==== Passage shown
The world’s gross public debt is expected to rise to nearly 94% of Gross Domestic Product (GDP) in 2025 and, if the current trajectory remains unchanged, it could reach 100% by 2029, according to the latest edition of the “Public Finance Monitor” from the International Monetary Fund (IMF).
This report, published during the IMF and World Bank Spring Meetings being held this week in Washington, highlights that “the dynamics of global public debt have not improved significantly in 2025,” noting that the conflict in the Middle East has added “a new source of budgetary tension to an already tense global landscape.”
Beyond these temporary tensions, the IMF believes that the trajectory driven by current budgetary parameters is a major concern.
“The rise in interest rates and increased market activity in budgetary news suggest that the room to maneuver within this trajectory is narrowing,” explains the financial institution.
========
==== Supplied material
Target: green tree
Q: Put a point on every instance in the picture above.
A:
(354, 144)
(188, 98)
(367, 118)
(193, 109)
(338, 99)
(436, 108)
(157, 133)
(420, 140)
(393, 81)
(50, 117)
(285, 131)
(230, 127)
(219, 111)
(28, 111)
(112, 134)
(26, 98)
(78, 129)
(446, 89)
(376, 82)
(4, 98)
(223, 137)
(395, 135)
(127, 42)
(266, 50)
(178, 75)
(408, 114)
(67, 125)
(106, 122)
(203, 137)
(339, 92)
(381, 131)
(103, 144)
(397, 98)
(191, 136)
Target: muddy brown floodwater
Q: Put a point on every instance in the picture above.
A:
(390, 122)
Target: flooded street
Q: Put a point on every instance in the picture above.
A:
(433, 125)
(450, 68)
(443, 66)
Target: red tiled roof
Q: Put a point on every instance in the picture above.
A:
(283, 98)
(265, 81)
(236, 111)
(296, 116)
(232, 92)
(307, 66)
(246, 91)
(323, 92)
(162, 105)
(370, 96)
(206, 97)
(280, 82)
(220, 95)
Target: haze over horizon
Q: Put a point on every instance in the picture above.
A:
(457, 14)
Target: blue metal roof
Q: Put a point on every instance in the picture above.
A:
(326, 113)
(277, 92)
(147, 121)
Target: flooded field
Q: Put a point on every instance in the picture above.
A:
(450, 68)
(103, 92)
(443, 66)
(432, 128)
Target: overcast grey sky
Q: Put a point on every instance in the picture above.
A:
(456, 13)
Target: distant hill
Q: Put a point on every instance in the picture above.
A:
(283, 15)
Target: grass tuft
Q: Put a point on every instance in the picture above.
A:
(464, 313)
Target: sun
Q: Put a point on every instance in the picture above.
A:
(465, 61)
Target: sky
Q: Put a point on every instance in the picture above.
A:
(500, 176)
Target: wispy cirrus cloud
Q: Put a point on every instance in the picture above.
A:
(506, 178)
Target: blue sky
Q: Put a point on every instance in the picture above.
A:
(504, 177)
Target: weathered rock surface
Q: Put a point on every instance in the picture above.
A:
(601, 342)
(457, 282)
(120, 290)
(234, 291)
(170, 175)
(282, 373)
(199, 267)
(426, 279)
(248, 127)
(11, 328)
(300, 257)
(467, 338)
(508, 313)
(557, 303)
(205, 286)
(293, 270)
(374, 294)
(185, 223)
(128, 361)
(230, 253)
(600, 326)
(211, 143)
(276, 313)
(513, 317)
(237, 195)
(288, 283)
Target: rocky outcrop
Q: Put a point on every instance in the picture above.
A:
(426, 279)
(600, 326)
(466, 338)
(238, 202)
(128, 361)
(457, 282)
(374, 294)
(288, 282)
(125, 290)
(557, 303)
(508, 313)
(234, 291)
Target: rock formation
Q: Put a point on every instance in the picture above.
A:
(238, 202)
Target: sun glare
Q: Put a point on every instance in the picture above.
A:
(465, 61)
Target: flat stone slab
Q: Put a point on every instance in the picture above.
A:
========
• [Work task A]
Do these statements agree with the passage on global public debt? Answer yes or no for each, quoting the words of the passage that decide it: (i) The IMF expects the world's gross public debt to reach 100% of GDP in 2025. (ii) The report was published during the IMF and World Bank Spring Meetings in Washington. (iii) The report finds that the dynamics of global public debt improved significantly in 2025.
• [Work task B]
What comes next in the passage on global public debt? Continue it from where it stops.
None of the entries is needed here.

• [Reply A]
(i) No: "nearly 94% of Gross Domestic Product (GDP) in 2025"
(ii) Yes: "published during the IMF and World Bank Spring Meetings being held this week in Washington"
(iii) No: "the dynamics of global public debt have not improved significantly in 2025"

• [Reply B]
Moreover, the global budget gap, which is the difference between the projected primary balances and the levels needed to stabilize the debt ratio, has practically disappeared, going from more than 1% of GDP a decade ago to nearly zero today.
According to the international financial institution, this evolution represents a structural deterioration, reflecting policy choices that have increased permanent spending, particularly in the social sector, or reduced revenues, especially in some of the largest economies.
Additionally, the IMF points out that even in countries where the debt dynamics have improved, public debt levels remain, in many cases, higher than the peaks recorded during the Covid-19 crisis.
In addition to this, there has been a noticeable increase in interest payments, rising from 2% to nearly 3% of global GDP over four years, due to debt refinancing at higher rates, notes the same source.
Furthermore, the IMF states that fiscal prospects have deteriorated since the April 2025 edition of the “Public Finance Monitor.” Globally, the debt currently stands at around 117% of GDP, signaling an increased risk of deterioration.
In this context, several interconnected factors are likely to further impact fiscal prospects. According to the IMF, “the conflict in the Middle East could further exacerbate tensions on public finances by causing a rise in food and fuel prices, tightening financial conditions, slowing down economic activity, and increasing defense expenditures.”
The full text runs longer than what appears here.